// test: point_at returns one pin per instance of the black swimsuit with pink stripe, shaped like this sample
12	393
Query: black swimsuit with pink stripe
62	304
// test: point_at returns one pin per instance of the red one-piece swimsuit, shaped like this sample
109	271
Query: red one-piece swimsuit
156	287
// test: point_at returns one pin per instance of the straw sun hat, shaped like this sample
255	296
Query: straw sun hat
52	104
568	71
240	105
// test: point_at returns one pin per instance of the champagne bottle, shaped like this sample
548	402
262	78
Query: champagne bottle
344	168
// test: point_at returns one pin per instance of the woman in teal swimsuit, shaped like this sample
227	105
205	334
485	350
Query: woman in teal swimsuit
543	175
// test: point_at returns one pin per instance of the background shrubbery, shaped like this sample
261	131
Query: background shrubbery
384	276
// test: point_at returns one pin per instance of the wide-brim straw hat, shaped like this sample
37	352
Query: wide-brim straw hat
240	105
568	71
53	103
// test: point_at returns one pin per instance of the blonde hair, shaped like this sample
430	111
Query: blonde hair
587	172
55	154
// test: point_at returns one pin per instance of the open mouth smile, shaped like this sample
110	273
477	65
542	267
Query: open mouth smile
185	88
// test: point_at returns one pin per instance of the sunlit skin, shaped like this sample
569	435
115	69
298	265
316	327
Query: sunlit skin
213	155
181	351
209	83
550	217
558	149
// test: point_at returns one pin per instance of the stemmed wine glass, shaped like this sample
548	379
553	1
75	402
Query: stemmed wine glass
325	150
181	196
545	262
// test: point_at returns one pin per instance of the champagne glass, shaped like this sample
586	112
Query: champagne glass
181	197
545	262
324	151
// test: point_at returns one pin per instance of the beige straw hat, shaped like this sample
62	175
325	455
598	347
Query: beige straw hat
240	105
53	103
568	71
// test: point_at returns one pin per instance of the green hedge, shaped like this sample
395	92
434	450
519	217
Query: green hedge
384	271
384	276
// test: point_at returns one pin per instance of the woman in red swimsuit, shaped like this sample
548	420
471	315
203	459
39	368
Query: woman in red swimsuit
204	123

* [EXERCISE]: Copy each line of the material exactly as written.

* [EXPECTED OUTPUT]:
// test: point_at returns one pin per instance of the black swimsuit with pink stripe, shaped like this sample
12	393
Query: black swimsuit with pink stripe
62	304
// test: point_at returns one pin per instance of the red one-piece swimsuit, shaped like this sample
109	271
Query: red one-piece swimsuit
156	287
// test: point_at returns one pin per instance of the straw sun hat, shaped like this sample
255	296
Query: straw sun hat
52	104
568	71
240	105
// test: point_at returns one pin per instance of the champagne bottle, shaped like this sample
548	402
262	78
Query: champagne bottle
344	168
// test: point_at returns one pin per instance of the woman in teal swimsuit, shaped like this sample
227	105
205	334
485	350
Query: woman in teal swimsuit
543	175
// test: point_at returns one pin per instance of the background shrubbery, shaped like this sample
261	131
Query: background shrubbery
384	276
// test: point_at returns one pin per instance of the wide-brim straw hat, shaped like this sample
37	352
Query: wide-brim straw hat
240	105
568	71
53	103
// test: point_at returns one pin per instance of the blonde hair, shaped like this sample
430	111
Query: blonde hair
587	172
55	154
// test: point_at returns one pin per instance of the open mouth smile, shaped like this sample
110	273
477	65
542	267
Query: open mouth smile
185	88
// test: point_at returns one pin per instance of the sunlit skin, shaped like this sample
569	435
115	69
298	265
316	327
Query: sunlit skin
213	155
181	351
209	83
550	217
558	149
// test: point_at returns one pin per instance of the stemmed wine glass, shaped like this sample
548	379
553	1
75	402
Query: stemmed wine glass
325	150
181	196
545	262
// test: point_at returns one pin per instance of the champagne glass, shaped like this sample
586	112
Query: champagne glass
181	197
545	262
324	151
// test: point_at returns one pin per instance of the beige straw hat, shaped like this sample
62	175
325	455
598	347
Query: beige straw hat
240	105
53	103
568	71
// test: point_at returns one pin per instance of the green hedge, shaped like this sample
395	92
434	450
519	217
Query: green hedge
384	271
384	276
// test: point_at returns one pin per instance of the woman in red swimsuit, shaped like this sample
548	420
471	315
203	459
39	368
Query: woman in red swimsuit
204	123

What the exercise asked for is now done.